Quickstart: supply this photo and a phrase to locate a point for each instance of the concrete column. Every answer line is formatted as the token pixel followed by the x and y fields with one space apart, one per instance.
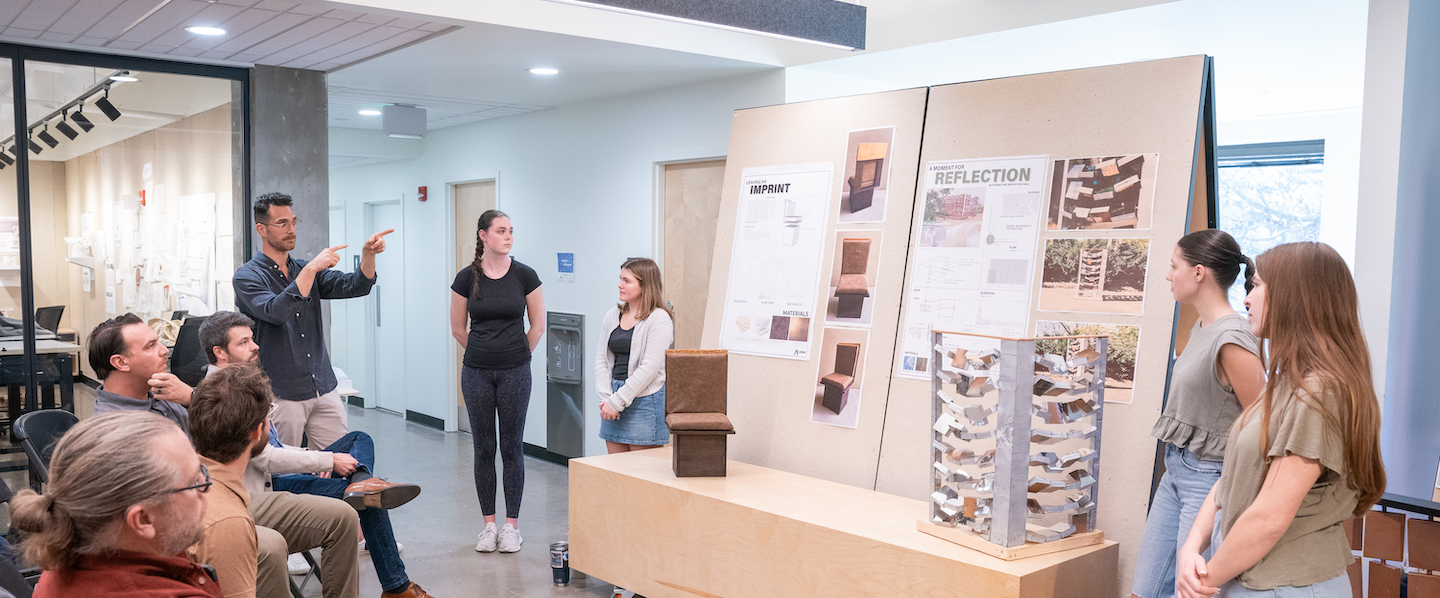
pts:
pixel 290 149
pixel 1411 412
pixel 290 153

DESCRIPTION OF THE TASK:
Put every line of the records above into a Markdown table with two columns, Row and Record line, numbering the rows and skipping any blank lines. Leave the pictures out.

REPLY TO THE TASK:
| Row | Record line |
|---|---|
| 1 | Quickstart: supply this photo and a phrase to locate a point for each instance of the concrete column. Every answer line is formatted as the token pixel followed by the x and y fields with one space apart, one per instance. |
| 2 | pts: |
| 3 | pixel 290 149 |
| 4 | pixel 1411 412 |
| 5 | pixel 290 153 |